▶ **Page extract**:
---*---

The shape and material of the lens 220 can be selected to provide the desired optical characteristics. The lens material can be transparent or translucent and adapted to transmit electromagnetic waves, especially visible light waves. For example, the lens 220 can comprise polycarbonate or acrylic plastic material. The lens material can be tinted, textured, or coated to exhibit various visual properties and appearances or to filter or diffuse the emitted light. The lens 220 can also be formed in a convex or concave shape to distribute or focus the light beams as desired.

---*---

▶ **Stated problem 1**:
Reproduce the part of the lens passage that starts with "The shape and" and goes on through "beams as desired.".
▶ **Stated problem 2**:
According to the lens passage, which materials can lens 220 comprise?
▶ **Stated problem 3**:
Summarize the lens passage in two sentences.
The material after the lens passage has no part in this work.

---*---

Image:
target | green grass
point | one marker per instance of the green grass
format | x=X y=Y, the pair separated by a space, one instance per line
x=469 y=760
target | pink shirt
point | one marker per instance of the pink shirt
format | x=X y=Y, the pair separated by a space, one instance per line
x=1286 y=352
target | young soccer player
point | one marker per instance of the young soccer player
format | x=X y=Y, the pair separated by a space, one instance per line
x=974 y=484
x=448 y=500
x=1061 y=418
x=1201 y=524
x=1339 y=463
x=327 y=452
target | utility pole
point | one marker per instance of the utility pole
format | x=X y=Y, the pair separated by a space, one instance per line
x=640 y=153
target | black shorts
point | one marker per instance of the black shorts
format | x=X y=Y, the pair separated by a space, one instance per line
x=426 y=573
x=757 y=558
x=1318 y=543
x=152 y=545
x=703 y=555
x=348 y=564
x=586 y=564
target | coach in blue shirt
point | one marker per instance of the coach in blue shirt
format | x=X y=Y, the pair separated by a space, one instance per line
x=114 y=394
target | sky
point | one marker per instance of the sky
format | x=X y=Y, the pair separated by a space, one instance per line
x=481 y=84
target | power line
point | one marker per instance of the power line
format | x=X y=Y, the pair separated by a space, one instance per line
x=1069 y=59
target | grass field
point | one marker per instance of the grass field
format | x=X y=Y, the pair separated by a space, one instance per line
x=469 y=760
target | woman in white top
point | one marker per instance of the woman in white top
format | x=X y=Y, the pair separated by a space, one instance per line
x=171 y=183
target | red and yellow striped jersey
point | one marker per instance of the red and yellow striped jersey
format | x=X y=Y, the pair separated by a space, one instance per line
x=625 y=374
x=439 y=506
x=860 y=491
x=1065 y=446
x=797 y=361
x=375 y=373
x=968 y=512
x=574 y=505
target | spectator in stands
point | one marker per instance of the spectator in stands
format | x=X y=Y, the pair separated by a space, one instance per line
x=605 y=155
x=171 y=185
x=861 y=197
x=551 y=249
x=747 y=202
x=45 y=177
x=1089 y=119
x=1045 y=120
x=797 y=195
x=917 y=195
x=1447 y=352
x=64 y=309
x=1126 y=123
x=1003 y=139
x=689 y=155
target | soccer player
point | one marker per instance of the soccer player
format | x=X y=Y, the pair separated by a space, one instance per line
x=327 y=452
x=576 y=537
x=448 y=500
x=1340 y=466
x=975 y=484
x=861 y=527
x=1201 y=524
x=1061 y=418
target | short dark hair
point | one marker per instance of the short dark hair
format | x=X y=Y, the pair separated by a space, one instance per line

---*---

▶ **Complete response 1**:
The shape and material of the lens 220 can be selected to provide the desired optical characteristics. The lens material can be transparent or translucent and adapted to transmit electromagnetic waves, especially visible light waves. For example, the lens 220 can comprise polycarbonate or acrylic plastic material. The lens material can be tinted, textured, or coated to exhibit various visual properties and appearances or to filter or diffuse the emitted light. The lens 220 can also be formed in a convex or concave shape to distribute or focus the light beams as desired.

▶ **Complete response 2**:
Polycarbonate or acrylic plastic material.

▶ **Complete response 3**:
The shape and material of lens 220 can be chosen for the desired optical characteristics, using a transparent or translucent material such as polycarbonate or acrylic plastic that transmits electromagnetic waves, especially visible light. The material can be tinted, textured, or coated to change its appearance or to filter or diffuse the light, and the lens can be convex or concave to distribute or focus the light beams.